#### Task data
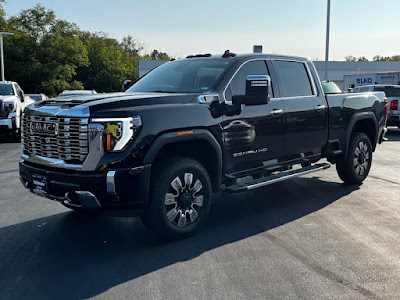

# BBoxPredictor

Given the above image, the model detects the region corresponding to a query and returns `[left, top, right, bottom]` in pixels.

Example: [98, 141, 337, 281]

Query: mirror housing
[122, 80, 132, 91]
[232, 75, 270, 106]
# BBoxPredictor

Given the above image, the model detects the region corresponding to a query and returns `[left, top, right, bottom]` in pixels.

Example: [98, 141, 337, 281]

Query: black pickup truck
[19, 51, 387, 240]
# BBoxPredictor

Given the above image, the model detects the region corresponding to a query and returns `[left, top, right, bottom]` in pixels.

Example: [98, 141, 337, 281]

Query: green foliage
[2, 4, 171, 96]
[373, 55, 400, 61]
[150, 49, 171, 60]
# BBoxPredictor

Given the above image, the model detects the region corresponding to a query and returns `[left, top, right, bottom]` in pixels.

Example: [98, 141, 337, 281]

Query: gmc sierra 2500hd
[19, 51, 387, 240]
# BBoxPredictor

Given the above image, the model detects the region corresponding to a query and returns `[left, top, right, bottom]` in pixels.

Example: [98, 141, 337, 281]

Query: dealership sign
[377, 74, 398, 85]
[356, 75, 376, 86]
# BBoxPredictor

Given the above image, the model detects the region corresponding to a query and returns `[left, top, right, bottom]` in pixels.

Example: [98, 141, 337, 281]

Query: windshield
[28, 95, 42, 101]
[127, 59, 232, 93]
[0, 84, 14, 96]
[321, 81, 342, 94]
[373, 86, 400, 97]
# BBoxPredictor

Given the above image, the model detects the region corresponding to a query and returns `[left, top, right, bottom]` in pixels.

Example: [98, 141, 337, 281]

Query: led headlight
[91, 116, 142, 152]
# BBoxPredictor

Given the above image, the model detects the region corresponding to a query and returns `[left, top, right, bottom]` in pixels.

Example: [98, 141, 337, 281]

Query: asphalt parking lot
[0, 130, 399, 300]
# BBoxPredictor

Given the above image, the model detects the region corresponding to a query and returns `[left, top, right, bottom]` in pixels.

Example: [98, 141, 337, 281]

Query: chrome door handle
[315, 105, 326, 111]
[270, 109, 284, 115]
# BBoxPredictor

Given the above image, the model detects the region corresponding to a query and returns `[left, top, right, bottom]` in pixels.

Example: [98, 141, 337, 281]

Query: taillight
[384, 98, 388, 120]
[390, 99, 398, 110]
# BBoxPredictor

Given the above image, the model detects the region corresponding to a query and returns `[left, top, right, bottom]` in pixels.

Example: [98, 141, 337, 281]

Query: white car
[0, 81, 35, 140]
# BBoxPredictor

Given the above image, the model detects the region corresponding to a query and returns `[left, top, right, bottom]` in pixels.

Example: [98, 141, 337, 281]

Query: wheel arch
[143, 129, 223, 193]
[345, 112, 378, 158]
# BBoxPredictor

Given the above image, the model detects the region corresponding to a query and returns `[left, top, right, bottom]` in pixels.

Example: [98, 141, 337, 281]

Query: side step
[224, 163, 331, 194]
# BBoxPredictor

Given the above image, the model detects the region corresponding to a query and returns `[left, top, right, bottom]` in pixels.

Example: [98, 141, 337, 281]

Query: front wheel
[144, 157, 212, 240]
[336, 132, 372, 184]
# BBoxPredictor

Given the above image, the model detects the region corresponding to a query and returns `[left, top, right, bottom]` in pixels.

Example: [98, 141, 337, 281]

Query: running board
[224, 163, 331, 194]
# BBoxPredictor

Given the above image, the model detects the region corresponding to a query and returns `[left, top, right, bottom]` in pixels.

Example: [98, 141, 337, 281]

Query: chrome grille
[22, 115, 89, 164]
[0, 101, 8, 119]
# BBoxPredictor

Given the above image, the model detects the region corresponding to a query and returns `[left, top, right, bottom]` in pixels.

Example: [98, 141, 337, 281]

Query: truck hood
[26, 92, 198, 117]
[40, 92, 196, 107]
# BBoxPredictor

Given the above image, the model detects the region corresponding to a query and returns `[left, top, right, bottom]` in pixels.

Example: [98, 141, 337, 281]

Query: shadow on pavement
[385, 128, 400, 142]
[0, 176, 359, 299]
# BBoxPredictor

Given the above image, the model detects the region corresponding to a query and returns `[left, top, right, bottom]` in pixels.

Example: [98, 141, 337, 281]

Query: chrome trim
########
* [Aim of the exercise]
Give back every record above exactly as written, skipping each picture.

* [Exercise response]
# BBoxPredictor

Given the above image, the model detects the region corresponding to a query and returns `[left, top, right, bottom]` in pixels.

Example: [98, 141, 337, 281]

Query: mirror housing
[122, 80, 132, 91]
[232, 75, 270, 106]
# BBoxPredictor

Given the above image, the model detects the region corresponding to a query and returns `[left, top, right, bottom]` in pixels.

Example: [98, 141, 337, 281]

Query: black pickup truck
[19, 51, 387, 240]
# BBoxPredictor

Given the above image, the model detects the region corresponding to a query and returns `[left, top, right, bottom]` in pixels.

Example: [98, 141, 337, 281]

Query: green foliage
[2, 4, 171, 96]
[373, 55, 400, 61]
[150, 49, 171, 60]
# BBoxPredictor

Given the above image, the model detects the region corresponding to a query and returns `[left, top, right, bottom]` in pixels.

Example: [98, 141, 337, 281]

Query: gmc sierra 2500hd
[19, 51, 387, 240]
# BBoxPredictor

Given the above image, the model detects the region corresponding to a query and returns `[left, top, right, bottom]` in pixels.

Example: [98, 141, 337, 281]

Query: dealership sign
[377, 74, 398, 85]
[356, 75, 376, 86]
# BBoxPredictor

Given the above image, the model detects the region corresponding to a query and returns `[left, top, right, bottom]` in pixels.

Example: [98, 141, 337, 281]

Query: windshield
[28, 95, 42, 101]
[127, 59, 232, 93]
[0, 84, 14, 96]
[321, 81, 342, 94]
[373, 86, 400, 97]
# BBoxPredictor

Given the above image, the model detects the region corresponding to a query and returns `[left, top, right, bottom]` in pixels.

Example: [98, 141, 337, 281]

Query: led headlight
[91, 116, 142, 152]
# BBoxPredictor

Given the above image, the model detects the region corresponding to a query and returns `[left, top, right, bottom]` in pixels.

Example: [98, 141, 337, 281]

Query: asphalt parking lot
[0, 130, 399, 300]
# BBoxPredictor

Given the above image, the model detects the region corresponding to a query and returns `[left, top, right, bottom]` in pixels.

Example: [98, 141, 337, 281]

Query: chrome door handle
[315, 105, 326, 111]
[270, 109, 284, 115]
# BBoxPredictor

Given the above image, the model detects the region corresponding to a query and returns `[left, top, right, bottom]` in pixels.

Example: [98, 141, 337, 281]

Query: taillight
[384, 98, 388, 120]
[390, 99, 398, 110]
# BBoxPredictor

Given the above image, the model detects the region corresponding to a query and returns `[left, top, right, bottom]` in pixels.

Example: [98, 141, 337, 281]

Query: white car
[0, 81, 35, 140]
# BBoxPredictor

Given the above image, the model detects the region corresponding to a query and returns `[left, top, right, bottom]` in pixels.

Example: [98, 141, 337, 281]

Query: wheel arch
[143, 129, 223, 193]
[345, 112, 378, 158]
# BBoxPredictor

Given the above image, the model detects the region corresponding to a query and returns `[left, top, right, bottom]` in pixels.

Example: [98, 141, 337, 281]

Query: side step
[224, 163, 331, 194]
# BBoxPredictor

Given the above image, the model detects the region corresponding to a query and returns `[left, top, right, bottom]` in pixels.

Example: [98, 141, 337, 281]

Query: front wheel
[144, 157, 212, 240]
[336, 132, 372, 184]
# BBoxPredictor

Given the above image, the model detects the region corresponding to a query and returns `[left, top, right, bottom]` in pixels.

Example: [98, 141, 337, 281]

Query: running board
[224, 163, 331, 194]
# BBoxPredictor

Given the above image, the model detects the region corresponding to a query and returns `[left, top, right, bottom]` in pixels.

Example: [98, 141, 337, 281]

Query: chrome grille
[22, 115, 89, 164]
[0, 101, 8, 119]
# BBoxPredictor

Given the above image, the model detects the region corresponding to a query and returns `[left, top, right, bottom]` in pixels.

Example: [98, 141, 337, 281]

Query: truck hood
[26, 92, 198, 117]
[40, 92, 196, 107]
# BBoxPredictor

Given the above image, the model detects the region corresponding to a query and returns `[left, top, right, bottom]` in pixels.

Example: [98, 141, 337, 281]

Query: shadow on pavement
[385, 128, 400, 142]
[0, 176, 359, 299]
# BBoxPredictor

Given the above image, the model detects the region corresponding to a query and returns `[left, top, right, bottom]` in pixels.

Example: [98, 141, 337, 281]

Query: chrome trim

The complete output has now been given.